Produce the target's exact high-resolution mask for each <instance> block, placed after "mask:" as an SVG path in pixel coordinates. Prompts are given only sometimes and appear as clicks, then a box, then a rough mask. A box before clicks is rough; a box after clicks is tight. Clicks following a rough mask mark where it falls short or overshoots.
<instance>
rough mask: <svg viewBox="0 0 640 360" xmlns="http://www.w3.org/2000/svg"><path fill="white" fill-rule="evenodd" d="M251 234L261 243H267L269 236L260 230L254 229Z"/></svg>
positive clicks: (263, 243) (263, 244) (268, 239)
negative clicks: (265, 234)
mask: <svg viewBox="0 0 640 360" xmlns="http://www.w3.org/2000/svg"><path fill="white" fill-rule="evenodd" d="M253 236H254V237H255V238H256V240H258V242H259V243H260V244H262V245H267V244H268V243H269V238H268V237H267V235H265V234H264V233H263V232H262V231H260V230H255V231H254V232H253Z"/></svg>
============
■ **WORK TASK**
Copy out every line of the entries above that contains the string "instance", matching case exactly.

■ **ANSWER TO THIS EXERCISE**
Produce the target's exact high-resolution mask for each <instance> block, placed after "mask:" as an SVG path in pixel coordinates. Prompts are given only sometimes and appear as clicks, then a box, then a rough mask. A box before clicks is rough; a box after clicks is tight. Clicks following a rough mask mark where it falls short or overshoots.
<instance>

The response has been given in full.